* **Task details**
Quote the passage below about Israel, Hamas, and the value of Palestinian lives in full, word for word.

* **Provided passage**
★ ★ ★ ★ ★

It’s time to abandon this canard, memorably stated by Golda Meir, that Palestinians do not value the lives of their own people. This, too, is deeply unhelpful to achieving understanding. I am fully on board with highlighting and showcasing Hamas’s brutal military tactics, which have put their own people in such peril. But let’s not conflate that with not valuing those lives.
Note the effect of these last two questions. Hamas is barbaric, irrational, Other, less than human. Here my “left-leaning” friend sounds like the Islamophobe Pamela Geller. This heat-without-light is extremely unhelpful to defusing the current situation. Hamas may be evil, violent, and extremist – but they are not monsters. There is a difference.
“If Israel weren’t so concerned for Palestinian lives, wouldn’t it respond to Hamas’ horrific decisions in kind?”
Well, Israel is also concerned about world opinion, and its massive aid from the United States, and the future case that will be inevitably filed in the International Court of Justice. Surely Menachem doesn’t believe it’s simply altruism that is holding back an even more brutal assault. It’s realpolitik.
Again, though, this question omits the tonnage disparity between the two sides. Hamas is a guerilla organization with pathetic shoulder-launched rockets. Yes, they are using human shields and that is despicable. But if we’re talking about responding ‘in kind,’ I suspect the residents of Gaza would prefer M-302 or WS-2 rockets aimed at civilians to the wholesale bombardment of their neighborhoods. There would certainly be fewer people dead.

★ ★ ★ ★ ★

(Data excerpts)
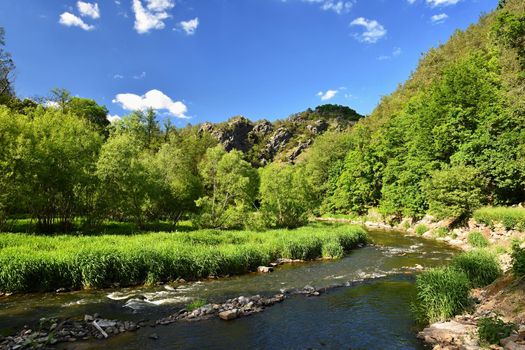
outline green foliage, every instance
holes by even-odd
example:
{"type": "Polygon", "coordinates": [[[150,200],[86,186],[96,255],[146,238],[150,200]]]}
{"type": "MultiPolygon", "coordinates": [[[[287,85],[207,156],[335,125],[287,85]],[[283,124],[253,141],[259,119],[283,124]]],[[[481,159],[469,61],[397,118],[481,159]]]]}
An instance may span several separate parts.
{"type": "Polygon", "coordinates": [[[507,338],[518,326],[512,322],[504,322],[497,316],[483,317],[478,321],[478,335],[482,343],[499,345],[501,339],[507,338]]]}
{"type": "Polygon", "coordinates": [[[525,248],[518,241],[512,242],[512,272],[514,276],[525,276],[525,248]]]}
{"type": "Polygon", "coordinates": [[[199,227],[241,228],[245,216],[255,208],[259,187],[257,171],[236,150],[226,152],[222,146],[206,151],[200,164],[204,196],[197,201],[199,227]]]}
{"type": "Polygon", "coordinates": [[[474,219],[487,226],[502,224],[507,230],[525,231],[525,208],[484,207],[474,211],[474,219]]]}
{"type": "Polygon", "coordinates": [[[424,271],[416,279],[413,309],[421,322],[438,322],[461,313],[470,303],[467,275],[450,267],[424,271]]]}
{"type": "Polygon", "coordinates": [[[0,291],[102,288],[241,274],[277,258],[320,258],[334,251],[325,248],[334,247],[334,242],[347,252],[366,241],[362,228],[348,225],[130,236],[2,234],[0,291]]]}
{"type": "Polygon", "coordinates": [[[464,272],[473,288],[489,285],[502,275],[497,256],[484,249],[461,253],[450,266],[464,272]]]}
{"type": "Polygon", "coordinates": [[[446,227],[438,227],[435,230],[435,232],[436,232],[436,236],[440,238],[446,237],[450,233],[450,231],[446,227]]]}
{"type": "Polygon", "coordinates": [[[418,236],[422,236],[427,231],[428,231],[428,227],[424,224],[417,225],[416,227],[416,234],[418,236]]]}
{"type": "Polygon", "coordinates": [[[304,169],[270,164],[261,170],[261,212],[274,227],[298,227],[313,209],[312,189],[304,169]]]}
{"type": "Polygon", "coordinates": [[[467,242],[475,248],[485,248],[488,247],[488,239],[478,231],[474,231],[468,234],[467,242]]]}
{"type": "Polygon", "coordinates": [[[186,305],[186,310],[188,312],[192,312],[193,310],[196,310],[200,307],[203,307],[204,305],[206,305],[206,300],[204,299],[196,299],[194,301],[192,301],[191,303],[189,303],[188,305],[186,305]]]}
{"type": "Polygon", "coordinates": [[[484,200],[482,176],[472,167],[454,166],[431,173],[425,183],[429,211],[438,219],[469,217],[484,200]]]}

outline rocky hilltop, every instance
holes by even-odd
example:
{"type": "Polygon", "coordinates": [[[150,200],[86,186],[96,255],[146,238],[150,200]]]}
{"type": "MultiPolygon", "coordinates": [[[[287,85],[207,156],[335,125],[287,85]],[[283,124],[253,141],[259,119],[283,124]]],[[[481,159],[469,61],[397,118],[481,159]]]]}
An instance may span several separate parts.
{"type": "Polygon", "coordinates": [[[226,150],[239,150],[253,165],[262,166],[273,160],[293,163],[317,136],[345,130],[361,118],[350,107],[327,104],[275,122],[235,116],[224,123],[203,123],[199,133],[212,134],[226,150]]]}

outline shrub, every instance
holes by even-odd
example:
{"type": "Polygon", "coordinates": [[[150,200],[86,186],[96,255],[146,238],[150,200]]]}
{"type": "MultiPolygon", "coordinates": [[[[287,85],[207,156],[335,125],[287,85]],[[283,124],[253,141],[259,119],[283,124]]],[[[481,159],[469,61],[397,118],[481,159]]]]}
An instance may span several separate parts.
{"type": "Polygon", "coordinates": [[[525,230],[525,208],[521,207],[483,207],[473,214],[477,222],[494,227],[502,224],[507,230],[525,230]]]}
{"type": "Polygon", "coordinates": [[[422,236],[427,231],[428,227],[426,225],[421,224],[416,227],[416,234],[419,236],[422,236]]]}
{"type": "Polygon", "coordinates": [[[512,242],[512,272],[516,277],[525,275],[525,249],[518,241],[512,242]]]}
{"type": "Polygon", "coordinates": [[[422,322],[444,321],[469,305],[467,275],[450,267],[434,268],[417,276],[413,309],[422,322]]]}
{"type": "Polygon", "coordinates": [[[502,273],[496,255],[483,249],[457,255],[451,267],[464,272],[473,288],[491,284],[502,273]]]}
{"type": "Polygon", "coordinates": [[[467,237],[467,242],[476,248],[485,248],[489,245],[489,241],[481,232],[471,232],[467,237]]]}
{"type": "Polygon", "coordinates": [[[446,227],[438,227],[436,229],[436,236],[443,238],[449,234],[449,230],[446,227]]]}
{"type": "Polygon", "coordinates": [[[517,329],[516,324],[505,323],[497,316],[481,318],[478,321],[479,339],[487,344],[498,345],[501,339],[507,338],[517,329]]]}

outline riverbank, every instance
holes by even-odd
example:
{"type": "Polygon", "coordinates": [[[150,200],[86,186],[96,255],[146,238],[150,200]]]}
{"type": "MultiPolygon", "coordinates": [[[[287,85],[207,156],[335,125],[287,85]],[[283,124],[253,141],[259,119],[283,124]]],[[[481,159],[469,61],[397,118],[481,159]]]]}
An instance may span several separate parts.
{"type": "MultiPolygon", "coordinates": [[[[450,228],[451,220],[434,220],[425,216],[419,221],[401,220],[392,225],[382,218],[374,221],[367,219],[320,218],[319,221],[348,222],[361,224],[367,228],[381,228],[399,231],[409,235],[418,235],[426,239],[446,242],[454,247],[469,251],[480,247],[489,249],[498,255],[504,276],[485,288],[471,291],[474,307],[446,322],[428,325],[418,336],[441,349],[525,349],[525,282],[515,278],[510,269],[512,242],[523,242],[525,232],[522,226],[522,208],[484,208],[475,218],[468,220],[463,227],[450,228]],[[499,215],[492,215],[492,212],[499,215]],[[511,218],[505,217],[511,211],[511,218]],[[502,213],[503,212],[503,213],[502,213]],[[519,214],[519,216],[517,215],[519,214]],[[519,218],[516,218],[516,217],[519,218]],[[475,236],[475,239],[473,238],[475,236]],[[507,324],[514,324],[516,331],[510,337],[502,339],[500,345],[484,344],[480,341],[478,328],[480,320],[500,319],[507,324]]],[[[369,218],[368,218],[369,219],[369,218]]]]}
{"type": "Polygon", "coordinates": [[[367,243],[363,228],[101,236],[0,235],[0,294],[165,283],[239,275],[279,259],[340,258],[367,243]]]}

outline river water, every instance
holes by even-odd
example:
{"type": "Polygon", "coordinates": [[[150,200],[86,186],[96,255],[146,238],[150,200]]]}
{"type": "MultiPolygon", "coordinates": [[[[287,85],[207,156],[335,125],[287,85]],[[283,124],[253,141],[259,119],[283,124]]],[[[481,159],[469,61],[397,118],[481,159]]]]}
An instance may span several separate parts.
{"type": "Polygon", "coordinates": [[[235,321],[211,319],[145,327],[106,341],[67,349],[425,349],[410,312],[421,266],[445,264],[456,250],[401,233],[369,231],[373,244],[344,259],[283,265],[248,274],[155,288],[14,295],[0,299],[0,334],[41,317],[99,313],[120,320],[157,320],[193,300],[221,303],[241,295],[346,284],[319,297],[295,295],[264,312],[235,321]],[[418,266],[419,265],[419,266],[418,266]],[[155,333],[157,340],[150,336],[155,333]]]}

★ ★ ★ ★ ★

* **Exercise response**
It’s time to abandon this canard, memorably stated by Golda Meir, that Palestinians do not value the lives of their own people. This, too, is deeply unhelpful to achieving understanding. I am fully on board with highlighting and showcasing Hamas’s brutal military tactics, which have put their own people in such peril. But let’s not conflate that with not valuing those lives.
Note the effect of these last two questions. Hamas is barbaric, irrational, Other, less than human. Here my “left-leaning” friend sounds like the Islamophobe Pamela Geller. This heat-without-light is extremely unhelpful to defusing the current situation. Hamas may be evil, violent, and extremist – but they are not monsters. There is a difference.
“If Israel weren’t so concerned for Palestinian lives, wouldn’t it respond to Hamas’ horrific decisions in kind?”
Well, Israel is also concerned about world opinion, and its massive aid from the United States, and the future case that will be inevitably filed in the International Court of Justice. Surely Menachem doesn’t believe it’s simply altruism that is holding back an even more brutal assault. It’s realpolitik.
Again, though, this question omits the tonnage disparity between the two sides. Hamas is a guerilla organization with pathetic shoulder-launched rockets. Yes, they are using human shields and that is despicable. But if we’re talking about responding ‘in kind,’ I suspect the residents of Gaza would prefer M-302 or WS-2 rockets aimed at civilians to the wholesale bombardment of their neighborhoods. There would certainly be fewer people dead.